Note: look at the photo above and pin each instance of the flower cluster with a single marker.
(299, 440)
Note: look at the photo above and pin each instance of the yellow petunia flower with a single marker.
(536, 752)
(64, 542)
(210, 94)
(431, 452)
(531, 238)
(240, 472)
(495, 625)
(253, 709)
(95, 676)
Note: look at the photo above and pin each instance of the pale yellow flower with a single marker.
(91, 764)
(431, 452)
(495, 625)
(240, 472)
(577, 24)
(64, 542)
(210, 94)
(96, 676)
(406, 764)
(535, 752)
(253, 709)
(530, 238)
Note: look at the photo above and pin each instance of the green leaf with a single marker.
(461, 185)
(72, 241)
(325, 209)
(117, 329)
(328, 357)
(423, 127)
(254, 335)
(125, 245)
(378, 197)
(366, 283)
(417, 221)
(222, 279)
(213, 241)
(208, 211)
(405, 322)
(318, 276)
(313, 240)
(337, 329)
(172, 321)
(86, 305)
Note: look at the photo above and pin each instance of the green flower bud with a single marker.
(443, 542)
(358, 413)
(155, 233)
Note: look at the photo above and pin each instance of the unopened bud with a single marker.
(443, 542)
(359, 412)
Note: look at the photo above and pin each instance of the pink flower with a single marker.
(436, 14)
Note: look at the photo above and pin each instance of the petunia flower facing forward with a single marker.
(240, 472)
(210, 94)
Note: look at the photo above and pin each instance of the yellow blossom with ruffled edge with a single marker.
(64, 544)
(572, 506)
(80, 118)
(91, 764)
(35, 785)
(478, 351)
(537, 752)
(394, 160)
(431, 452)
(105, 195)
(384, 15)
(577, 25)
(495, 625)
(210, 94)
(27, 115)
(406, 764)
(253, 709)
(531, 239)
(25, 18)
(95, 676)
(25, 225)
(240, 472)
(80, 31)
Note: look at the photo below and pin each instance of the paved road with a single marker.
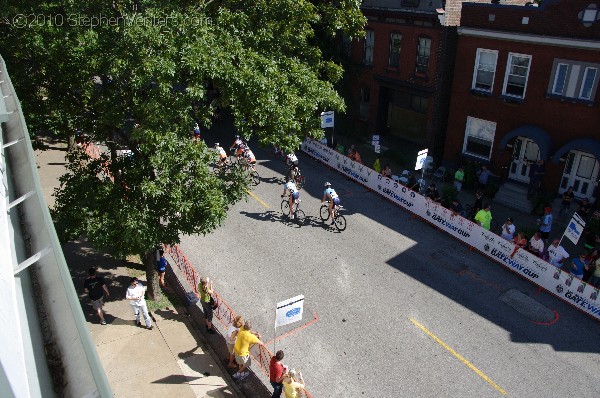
(372, 285)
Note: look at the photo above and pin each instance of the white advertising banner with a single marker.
(289, 311)
(543, 274)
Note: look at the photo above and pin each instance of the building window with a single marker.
(572, 79)
(517, 72)
(485, 70)
(369, 44)
(365, 100)
(560, 79)
(423, 51)
(479, 138)
(395, 45)
(588, 83)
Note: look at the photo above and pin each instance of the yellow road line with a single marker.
(457, 355)
(258, 199)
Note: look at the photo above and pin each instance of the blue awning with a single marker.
(582, 144)
(537, 134)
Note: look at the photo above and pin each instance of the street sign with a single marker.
(421, 157)
(326, 119)
(575, 228)
(289, 311)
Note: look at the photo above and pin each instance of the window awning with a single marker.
(582, 144)
(537, 134)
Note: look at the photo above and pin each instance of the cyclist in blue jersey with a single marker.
(333, 198)
(294, 194)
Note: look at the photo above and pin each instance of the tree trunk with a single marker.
(149, 260)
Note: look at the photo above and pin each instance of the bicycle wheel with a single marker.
(300, 217)
(324, 212)
(255, 177)
(285, 207)
(340, 222)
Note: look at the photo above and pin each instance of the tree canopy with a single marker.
(142, 73)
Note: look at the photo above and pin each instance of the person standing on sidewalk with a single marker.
(276, 371)
(205, 289)
(95, 287)
(246, 338)
(135, 295)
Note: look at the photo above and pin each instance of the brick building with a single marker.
(401, 86)
(525, 88)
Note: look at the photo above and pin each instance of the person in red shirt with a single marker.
(276, 371)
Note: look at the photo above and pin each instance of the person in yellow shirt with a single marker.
(246, 338)
(484, 217)
(291, 386)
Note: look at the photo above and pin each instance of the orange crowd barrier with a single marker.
(224, 313)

____________

Return everything from the line containing "line with a single marker." down to the end of the items, reproduced word for word.

Note: look at the photo above and pin each instance of the yellow road line with a single marker.
(457, 355)
(258, 199)
Note: look at the photo above and pin each instance of the blue awning with a single marker.
(582, 144)
(537, 134)
Note: look at the photo above and pin each instance of the street sign with a single marker.
(421, 157)
(326, 119)
(575, 228)
(289, 311)
Note: look at the photo above and pin each instance of the window awning with a single marker.
(582, 144)
(537, 134)
Note: look at the photo above and pin each instance of the cyclist in blue jersey with a single marker.
(333, 198)
(294, 194)
Note: look at the photo above and pin each instance of the tree trunk with a single marker.
(149, 260)
Note: look at the photo above and pin each instance of the bicycle wheel with a single marker.
(300, 217)
(324, 212)
(255, 177)
(285, 207)
(340, 222)
Note: look at the photo above and pin each instance of the tree canopy with a single marker.
(142, 73)
Note: look at the photo above and pin each instance of the person standing on sidewalk with a single marker.
(276, 371)
(205, 289)
(95, 287)
(246, 338)
(135, 295)
Note: look at the photo above and pin each instance of the brick building with a single marker.
(401, 86)
(525, 88)
Note: look at the photo above and pin each instance of the person in red shirt with a single marker.
(276, 371)
Note: look at the photo above and pin each instance of the person in yellow shirt with a single marker.
(246, 338)
(484, 217)
(291, 386)
Note: look at the photo above and pin each instance of the orange crowd barrier with a single marker.
(224, 313)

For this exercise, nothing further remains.